[slurm-dev] Re: what happens after a prolog failure

Alessandro Italiano Thu, 29 Nov 2012 00:45:09 -0800

Hi,

I applied the same patch for the Prolog script, modifying the following 
files


1. src/slurmctld/job_mgr.c
    line 3394:  /*job_ptr->batch_flag++; only one retry */
2. src/slurmctld/node_mgr.c
    line 1835: /*set_node_down(reg_msg->node_name, "Prolog failed");*/

We use the prolog script to check user's environment before the job starts.
In a multiuser computing farm can be useful keeping the job Pending and 
let it
lands on an other node maybe with the correct user's environment.
On the other hand setting down a node can lead to reduce computing
slots although the node can provide the right environment for other users


thanks for the  quick support

Ale

On 11/27/2012 02:05 AM, Moe Jette wrote:
> Your patch is correct. After some discussion we decided to make this 
> the behavior of Slurm version 2.5, which will be released within a few 
> days.
>
> Quoting Alessandro Italiano <[email protected]>:
>
>>
>> Hi,
>>
>> I commented out in the following way and it works.
>>
>>
>> """"""

Entries provided
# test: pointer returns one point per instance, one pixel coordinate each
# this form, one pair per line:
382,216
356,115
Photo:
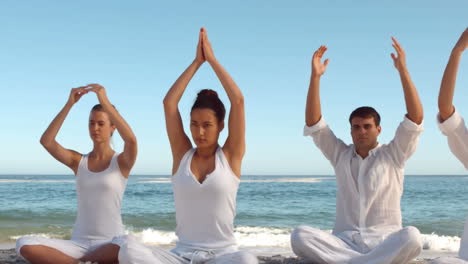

Stated task 1
From the thread on prolog failures, write out the passage from "We use the prolog" up to and including "correct user's environment.".
Stated task 2
In the thread on prolog failures, what Slurm version will adopt the patched behavior?

Exercise answer 1
We use the prolog script to check user's environment before the job starts.
In a multiuser computing farm can be useful keeping the job Pending and 
let it
lands on an other node maybe with the correct user's environment.

Exercise answer 2
Slurm version 2.5